The 1942–43 Georgetown Hoyas men's basketball team represented Georgetown University during the 1942–43 NCAA college basketball season. Elmer Ripley coached it in his seventh of ten seasons as head coach; it was also the fifth and final season of his second of three stints at the helm. The team returned to Tech Gymnasium - where Georgetown had played its home games from 1929 to 1940 - on the campus of McKinley Technical High School in Washington, D.C., for its home games. It finished with a record of and became the first Georgetown team in history to participate in a post-season tournament, advancing to the final game of the NCAA tournament, losing to Wyoming. Its youth and inexperience led it to be nicknamed the "Kiddie Korps."

==Season recap==

The previous season, Georgetown had posted a 9–11 record, after which all but three varsity players had either graduated or left school for military service in World War II. For 1942–43, Ripley fielded a young team consisting of three seniors, a junior, and ten sophomores (at a time when freshmen were ineligible for varsity play under National Collegiate Athletic Association (NCAA) rules), leading to the team being nicknamed the "Kiddie Korps." However, the sophomores were a particularly talented group Ripley had recruited primarily from the New York City area and had led the 1941–42 freshman team to a 20–1 record.

● Dataset excerpts:
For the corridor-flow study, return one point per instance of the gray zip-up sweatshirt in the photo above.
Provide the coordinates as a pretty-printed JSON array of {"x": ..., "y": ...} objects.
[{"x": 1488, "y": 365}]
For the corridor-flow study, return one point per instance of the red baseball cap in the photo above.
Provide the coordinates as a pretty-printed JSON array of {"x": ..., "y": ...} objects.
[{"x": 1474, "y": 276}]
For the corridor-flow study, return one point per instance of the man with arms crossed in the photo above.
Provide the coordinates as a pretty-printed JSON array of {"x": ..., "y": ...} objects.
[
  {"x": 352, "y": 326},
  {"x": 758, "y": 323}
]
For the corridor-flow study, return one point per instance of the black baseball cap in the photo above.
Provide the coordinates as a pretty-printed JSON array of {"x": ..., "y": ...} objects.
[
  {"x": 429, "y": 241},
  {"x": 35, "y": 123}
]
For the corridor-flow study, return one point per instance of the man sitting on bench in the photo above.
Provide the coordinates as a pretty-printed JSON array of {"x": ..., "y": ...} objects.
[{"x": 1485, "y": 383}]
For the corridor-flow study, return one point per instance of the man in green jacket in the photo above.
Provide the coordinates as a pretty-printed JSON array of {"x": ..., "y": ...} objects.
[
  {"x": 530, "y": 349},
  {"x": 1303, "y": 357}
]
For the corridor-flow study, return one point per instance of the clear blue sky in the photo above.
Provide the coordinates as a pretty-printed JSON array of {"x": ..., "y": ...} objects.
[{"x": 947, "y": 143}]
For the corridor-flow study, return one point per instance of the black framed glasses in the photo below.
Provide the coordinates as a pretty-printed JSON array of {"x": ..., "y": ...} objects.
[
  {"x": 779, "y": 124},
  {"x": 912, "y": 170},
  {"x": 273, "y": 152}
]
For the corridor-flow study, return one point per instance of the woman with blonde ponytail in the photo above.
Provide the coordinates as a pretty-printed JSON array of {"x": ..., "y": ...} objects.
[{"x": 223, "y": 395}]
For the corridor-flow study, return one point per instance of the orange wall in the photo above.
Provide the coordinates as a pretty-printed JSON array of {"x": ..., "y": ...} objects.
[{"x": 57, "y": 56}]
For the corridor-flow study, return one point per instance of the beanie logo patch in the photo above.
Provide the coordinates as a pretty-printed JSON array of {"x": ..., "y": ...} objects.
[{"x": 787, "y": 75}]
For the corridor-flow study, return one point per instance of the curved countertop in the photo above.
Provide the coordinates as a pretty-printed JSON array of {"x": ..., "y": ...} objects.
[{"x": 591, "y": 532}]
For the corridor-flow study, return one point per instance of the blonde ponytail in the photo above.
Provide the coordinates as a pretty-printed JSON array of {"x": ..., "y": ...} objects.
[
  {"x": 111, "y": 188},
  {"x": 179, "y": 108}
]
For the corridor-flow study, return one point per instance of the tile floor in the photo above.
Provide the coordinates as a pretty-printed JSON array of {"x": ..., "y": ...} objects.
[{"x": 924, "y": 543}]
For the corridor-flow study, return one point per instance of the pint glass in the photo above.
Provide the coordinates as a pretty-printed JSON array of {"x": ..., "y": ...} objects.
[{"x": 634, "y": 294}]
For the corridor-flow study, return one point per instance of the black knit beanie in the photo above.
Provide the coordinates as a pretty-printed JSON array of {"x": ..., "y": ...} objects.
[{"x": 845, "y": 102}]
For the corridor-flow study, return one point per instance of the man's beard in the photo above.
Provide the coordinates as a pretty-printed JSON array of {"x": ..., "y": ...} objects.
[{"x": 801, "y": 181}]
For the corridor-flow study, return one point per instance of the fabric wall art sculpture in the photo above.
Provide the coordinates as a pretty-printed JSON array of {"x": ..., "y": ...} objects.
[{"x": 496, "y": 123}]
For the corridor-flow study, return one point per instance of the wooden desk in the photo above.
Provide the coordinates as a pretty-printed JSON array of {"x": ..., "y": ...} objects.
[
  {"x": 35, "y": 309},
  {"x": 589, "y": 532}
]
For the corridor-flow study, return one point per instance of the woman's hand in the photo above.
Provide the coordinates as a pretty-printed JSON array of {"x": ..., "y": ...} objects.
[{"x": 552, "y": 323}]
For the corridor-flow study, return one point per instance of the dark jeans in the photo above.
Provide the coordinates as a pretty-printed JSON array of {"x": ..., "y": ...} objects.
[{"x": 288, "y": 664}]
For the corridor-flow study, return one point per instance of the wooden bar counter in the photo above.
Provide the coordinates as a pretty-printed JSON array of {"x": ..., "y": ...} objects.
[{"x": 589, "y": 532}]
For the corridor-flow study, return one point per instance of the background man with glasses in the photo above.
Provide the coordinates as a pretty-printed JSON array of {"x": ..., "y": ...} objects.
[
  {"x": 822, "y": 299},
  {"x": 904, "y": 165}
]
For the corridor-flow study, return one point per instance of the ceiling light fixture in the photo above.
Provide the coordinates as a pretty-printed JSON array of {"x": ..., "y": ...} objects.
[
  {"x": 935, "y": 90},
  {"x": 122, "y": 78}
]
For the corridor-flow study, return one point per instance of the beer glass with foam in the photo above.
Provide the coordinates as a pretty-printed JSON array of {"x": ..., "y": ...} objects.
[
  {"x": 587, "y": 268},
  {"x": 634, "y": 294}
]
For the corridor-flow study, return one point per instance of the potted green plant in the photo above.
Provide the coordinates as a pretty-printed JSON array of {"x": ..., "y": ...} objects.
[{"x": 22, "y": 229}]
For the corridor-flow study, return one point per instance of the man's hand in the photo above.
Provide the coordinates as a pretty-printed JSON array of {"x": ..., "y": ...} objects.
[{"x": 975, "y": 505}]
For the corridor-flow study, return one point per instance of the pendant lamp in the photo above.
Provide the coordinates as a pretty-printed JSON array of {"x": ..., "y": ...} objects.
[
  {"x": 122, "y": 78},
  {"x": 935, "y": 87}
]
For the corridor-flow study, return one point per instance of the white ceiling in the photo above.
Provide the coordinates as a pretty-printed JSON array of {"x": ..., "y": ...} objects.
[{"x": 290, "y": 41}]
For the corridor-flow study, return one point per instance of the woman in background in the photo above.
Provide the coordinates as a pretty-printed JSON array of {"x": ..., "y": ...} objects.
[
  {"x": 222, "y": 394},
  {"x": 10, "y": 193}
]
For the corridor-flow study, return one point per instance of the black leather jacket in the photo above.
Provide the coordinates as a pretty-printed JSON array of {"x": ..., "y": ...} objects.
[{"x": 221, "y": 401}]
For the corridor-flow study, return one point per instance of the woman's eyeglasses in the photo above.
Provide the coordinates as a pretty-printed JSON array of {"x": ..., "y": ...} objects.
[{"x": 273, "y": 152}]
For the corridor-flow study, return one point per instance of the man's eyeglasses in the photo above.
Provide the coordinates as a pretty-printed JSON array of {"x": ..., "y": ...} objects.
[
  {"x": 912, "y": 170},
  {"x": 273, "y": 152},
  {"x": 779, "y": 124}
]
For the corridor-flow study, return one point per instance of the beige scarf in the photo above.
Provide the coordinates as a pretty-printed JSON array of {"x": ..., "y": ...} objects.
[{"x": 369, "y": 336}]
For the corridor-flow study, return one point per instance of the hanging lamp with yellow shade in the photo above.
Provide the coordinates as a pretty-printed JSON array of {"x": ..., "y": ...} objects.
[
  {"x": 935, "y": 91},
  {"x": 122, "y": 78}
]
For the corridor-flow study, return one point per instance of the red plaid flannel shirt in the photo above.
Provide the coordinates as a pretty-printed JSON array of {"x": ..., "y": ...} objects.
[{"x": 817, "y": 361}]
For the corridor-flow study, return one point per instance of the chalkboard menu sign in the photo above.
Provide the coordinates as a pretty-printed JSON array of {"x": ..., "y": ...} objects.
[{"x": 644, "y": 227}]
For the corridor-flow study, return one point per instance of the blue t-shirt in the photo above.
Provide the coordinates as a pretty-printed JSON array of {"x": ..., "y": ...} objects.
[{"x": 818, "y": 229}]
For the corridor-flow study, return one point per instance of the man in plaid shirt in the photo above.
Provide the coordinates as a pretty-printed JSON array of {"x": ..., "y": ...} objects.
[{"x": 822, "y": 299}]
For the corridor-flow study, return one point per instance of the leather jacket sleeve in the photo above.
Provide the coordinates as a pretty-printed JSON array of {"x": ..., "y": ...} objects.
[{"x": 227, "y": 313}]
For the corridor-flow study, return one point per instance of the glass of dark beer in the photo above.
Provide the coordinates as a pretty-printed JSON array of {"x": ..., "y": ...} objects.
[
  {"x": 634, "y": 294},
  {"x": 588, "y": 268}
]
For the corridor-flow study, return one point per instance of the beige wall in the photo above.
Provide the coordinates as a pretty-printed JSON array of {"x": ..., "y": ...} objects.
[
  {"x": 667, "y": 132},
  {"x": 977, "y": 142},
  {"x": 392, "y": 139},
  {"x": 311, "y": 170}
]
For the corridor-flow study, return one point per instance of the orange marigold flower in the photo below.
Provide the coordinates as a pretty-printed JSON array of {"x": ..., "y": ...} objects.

● Problems to work on:
1) According to the Georgetown basketball text, which team defeated Georgetown in the final game of the NCAA tournament?
2) List each class year on the 1942–43 roster in the Georgetown basketball text, with the number of players from that class.
3) Pick up the Georgetown basketball text after its last sentence and continue it with one further paragraph.

● Responses in order:
1) Wyoming

2)
Seniors: three
Junior: one
Sophomores: ten

3)
One of the talented sophomores to join the varsity from the freshman team this season was forward Andy Kostecka. In the season's second game, the 1942–43 squad became the first Georgetown team to score 100 or more points in a game when it defeated American 105–39 - a margin of victory no Georgetown team would exceed until the 1986–87 team beat Saint Leo 126–51 - and Kostecka scored a season-high 22 points in the game. He also had strong scoring performances against Temple, Catholic, Syracuse, and Penn State, and by the middle of the season led the team in scoring and was averaging 15 points per game. At the end of February 1943, Kostecka left school for World War II military service, not to return until the 1946–47 season, but he nonetheless was the team's second-highest scorer for the year.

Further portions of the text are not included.